* WRITTEN PROBLEM
Quote the listing below word for word, from its first line to its last.

* SUPPLIED INFORMATION
*****

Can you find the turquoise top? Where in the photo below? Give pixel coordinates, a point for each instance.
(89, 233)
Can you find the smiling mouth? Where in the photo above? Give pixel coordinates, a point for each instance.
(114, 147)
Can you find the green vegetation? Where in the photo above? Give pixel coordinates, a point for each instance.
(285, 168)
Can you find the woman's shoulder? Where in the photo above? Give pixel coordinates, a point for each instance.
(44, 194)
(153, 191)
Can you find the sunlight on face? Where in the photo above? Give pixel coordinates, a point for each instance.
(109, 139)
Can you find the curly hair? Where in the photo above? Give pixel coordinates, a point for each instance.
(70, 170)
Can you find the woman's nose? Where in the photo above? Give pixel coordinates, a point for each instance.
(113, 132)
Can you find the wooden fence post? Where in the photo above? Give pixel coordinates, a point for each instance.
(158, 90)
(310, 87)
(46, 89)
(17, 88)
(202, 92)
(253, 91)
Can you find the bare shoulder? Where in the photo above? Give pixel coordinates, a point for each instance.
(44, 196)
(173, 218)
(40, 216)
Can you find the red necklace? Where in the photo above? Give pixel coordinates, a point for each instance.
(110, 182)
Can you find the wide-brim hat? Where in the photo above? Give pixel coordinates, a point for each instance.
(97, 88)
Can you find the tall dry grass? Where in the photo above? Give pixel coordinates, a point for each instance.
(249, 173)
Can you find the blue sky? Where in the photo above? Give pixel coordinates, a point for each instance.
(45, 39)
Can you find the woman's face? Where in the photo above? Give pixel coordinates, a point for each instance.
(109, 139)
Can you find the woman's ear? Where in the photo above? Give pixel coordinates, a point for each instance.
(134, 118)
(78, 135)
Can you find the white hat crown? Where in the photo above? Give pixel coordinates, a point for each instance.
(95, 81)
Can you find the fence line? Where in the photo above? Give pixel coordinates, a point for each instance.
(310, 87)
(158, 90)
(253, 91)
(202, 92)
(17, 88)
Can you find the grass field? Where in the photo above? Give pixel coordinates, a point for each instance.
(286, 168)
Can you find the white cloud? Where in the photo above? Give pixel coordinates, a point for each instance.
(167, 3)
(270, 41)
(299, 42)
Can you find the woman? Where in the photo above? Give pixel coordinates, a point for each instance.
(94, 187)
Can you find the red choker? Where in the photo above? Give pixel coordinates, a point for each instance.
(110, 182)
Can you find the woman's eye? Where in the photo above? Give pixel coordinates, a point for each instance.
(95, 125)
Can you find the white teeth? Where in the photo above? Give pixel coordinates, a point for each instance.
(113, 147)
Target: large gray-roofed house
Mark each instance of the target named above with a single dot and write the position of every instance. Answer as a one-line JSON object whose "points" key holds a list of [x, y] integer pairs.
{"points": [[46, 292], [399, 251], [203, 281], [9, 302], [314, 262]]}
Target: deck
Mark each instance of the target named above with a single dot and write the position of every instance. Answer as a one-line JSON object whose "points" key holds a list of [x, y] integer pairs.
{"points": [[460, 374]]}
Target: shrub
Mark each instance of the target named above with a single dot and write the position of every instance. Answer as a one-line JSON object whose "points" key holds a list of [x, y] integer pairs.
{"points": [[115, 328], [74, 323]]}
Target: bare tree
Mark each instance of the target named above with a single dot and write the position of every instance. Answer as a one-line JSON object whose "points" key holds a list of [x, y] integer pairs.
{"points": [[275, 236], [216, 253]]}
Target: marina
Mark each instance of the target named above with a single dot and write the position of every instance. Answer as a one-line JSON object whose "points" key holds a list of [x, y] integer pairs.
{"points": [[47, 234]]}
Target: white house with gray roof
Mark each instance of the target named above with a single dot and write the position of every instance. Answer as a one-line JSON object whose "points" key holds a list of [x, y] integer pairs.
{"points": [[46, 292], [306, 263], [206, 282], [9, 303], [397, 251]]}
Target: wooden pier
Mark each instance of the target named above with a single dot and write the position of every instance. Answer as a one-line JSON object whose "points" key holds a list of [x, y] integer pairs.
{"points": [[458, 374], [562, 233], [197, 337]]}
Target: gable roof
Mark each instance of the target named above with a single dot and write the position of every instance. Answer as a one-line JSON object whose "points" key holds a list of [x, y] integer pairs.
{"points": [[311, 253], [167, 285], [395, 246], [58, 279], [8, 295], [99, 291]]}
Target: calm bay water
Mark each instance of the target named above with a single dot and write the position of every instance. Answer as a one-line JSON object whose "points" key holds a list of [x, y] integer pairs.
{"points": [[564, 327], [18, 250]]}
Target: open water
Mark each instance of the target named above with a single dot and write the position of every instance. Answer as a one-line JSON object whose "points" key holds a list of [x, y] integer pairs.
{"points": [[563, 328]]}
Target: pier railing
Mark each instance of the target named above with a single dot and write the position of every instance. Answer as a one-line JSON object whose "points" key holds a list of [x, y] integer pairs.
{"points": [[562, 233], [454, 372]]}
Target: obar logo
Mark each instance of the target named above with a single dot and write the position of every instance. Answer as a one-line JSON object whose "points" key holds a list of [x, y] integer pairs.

*****

* RESPONSE TO THIS EXERCISE
Can you find the turquoise top? Where in the photo below? Give pixel coordinates, a point for each instance.
(89, 233)
Can you find the smiling mouth? Where in the photo above? Give pixel coordinates, a point for each instance.
(114, 147)
Can you find the green vegetation? Where in the photo above? Give pixel coordinates, a point for each instance.
(285, 168)
Can you find the woman's shoulder? Where in the photo above? Give pixel coordinates, a point for each instance.
(44, 194)
(153, 191)
Can you find the sunlight on face? Where in the photo above? Give pixel coordinates, a point for each instance.
(109, 139)
Can you find the curly hair? Where in the photo above? Give pixel coordinates, a point for each instance.
(70, 170)
Can you find the woman's nose? Where in the photo above? Give pixel coordinates, a point for each instance.
(113, 132)
Can you find the wooden fence post? Where in the photo above? Give pixel coordinates, a point for each instance.
(158, 90)
(310, 87)
(46, 89)
(17, 88)
(202, 92)
(253, 91)
Can you find the bare shoulder? Where in the photo above? Give pixel coordinates, a point for each instance.
(44, 196)
(173, 218)
(40, 216)
Can you find the red necklace? Where in the photo above? Give pixel coordinates, a point for each instance.
(110, 182)
Can you find the wide-brim hat? Where in the photo above? Give pixel coordinates, a point for each instance.
(97, 88)
Can you find the tall dry grass? Where in the photo above? Give pixel coordinates, a point for each instance.
(249, 173)
Can you find the blue sky? Where in the photo above? Give pixel coordinates, a point for each instance.
(45, 39)
Can you find the woman's face? Where in the photo above? Give pixel coordinates, a point for each instance.
(109, 139)
Can you find the woman's ear? Where in the photo above? Give pixel coordinates, a point for each instance.
(134, 118)
(78, 135)
Can you find the white hat crown? Where in the photo above? Give pixel coordinates, a point for each instance.
(95, 81)
Can you find the fence line? Where in the photo above? Give pixel coordinates, a point for each instance.
(310, 87)
(158, 90)
(253, 91)
(202, 92)
(17, 88)
Can you find the grass field? Where in the photo above? Give pixel coordinates, a point for each instance.
(286, 168)
Can you find the white cloud? Where in the photo above? Give pixel coordinates, a point for each instance.
(167, 3)
(270, 41)
(299, 42)
Can you find the woman? Where in the photo above? Give pixel coordinates, a point for each instance.
(94, 187)
Can you find the red choker? Where in the photo above? Give pixel coordinates, a point for each instance.
(110, 182)
Can you find the woman's eye? Where in the photo above? Give pixel coordinates, a point for each instance.
(95, 125)
Can you find the white teeth? Where in the photo above? Give pixel coordinates, a point for each instance.
(113, 147)
Target: large gray-roofed house
Mark each instance of the target named above with a single dot and write the position of every instance. Answer as a one-line JSON object whose "points" key holds a list of [x, y] integer pairs.
{"points": [[46, 292], [399, 251], [203, 281], [9, 302], [314, 262]]}
Target: deck
Mark each instance of the target named above with a single dot and write the position of every instance. Answer as a one-line JSON object whose "points" key holds a list of [x, y] integer pairs.
{"points": [[460, 374]]}
Target: shrub
Mark each instance of the target named above with a single dot and write the position of every instance. Answer as a one-line JSON object whose "points" key holds a list of [x, y] integer pairs.
{"points": [[115, 328], [74, 323]]}
Target: bare tree
Mark each instance of the target named above with a single dot and write the position of every instance. Answer as a one-line JSON object whose "points" key holds a list of [x, y] integer pairs.
{"points": [[275, 236], [216, 253]]}
Target: marina
Mark each instance of the target named above with a single dot and write the position of every instance. Answer as a one-line JSON object whose "points" key holds a list of [x, y] integer pairs.
{"points": [[47, 234]]}
Target: white house with gray roof
Mark each instance of the target named above with a single dot and write the position of every instance. Answer as a one-line JSON object whose "points" key holds a list of [x, y] integer pairs.
{"points": [[46, 292], [306, 263], [206, 282], [9, 303], [397, 251]]}
Target: wooden pier
Mark each instance of the target named above with a single dot and write the position of every instance. Answer as a one-line JSON object whose "points" key holds a list of [x, y] integer pairs.
{"points": [[458, 374], [562, 233], [197, 337]]}
Target: gable roof
Mark each instance of the target named above with a single dot and write the position of every instance. Answer as a one-line JSON object whose "points" key holds a list of [x, y] integer pairs.
{"points": [[311, 253], [167, 285], [395, 246], [58, 279], [8, 295], [99, 291]]}
Target: calm bay water
Mark each instance of the target named above with a single dot and write the position of every instance. Answer as a one-line JSON object whose "points" key holds a list of [x, y] integer pairs.
{"points": [[564, 327], [18, 250]]}
Target: open water
Mark each instance of the target named above with a single dot and write the position of every instance. Answer as a one-line JSON object whose "points" key holds a list of [x, y] integer pairs.
{"points": [[563, 328]]}
Target: pier railing
Mark each instance of the target named above with a single dot and write the position of every instance. Answer as a one-line JSON object whose "points" key holds a list of [x, y] integer pairs.
{"points": [[562, 233], [454, 372]]}
Target: obar logo
Mark each instance of the target named above with a single dot and write the position of every instance. Answer as a one-line JSON object whose "points" key holds a list of [x, y] integer pairs.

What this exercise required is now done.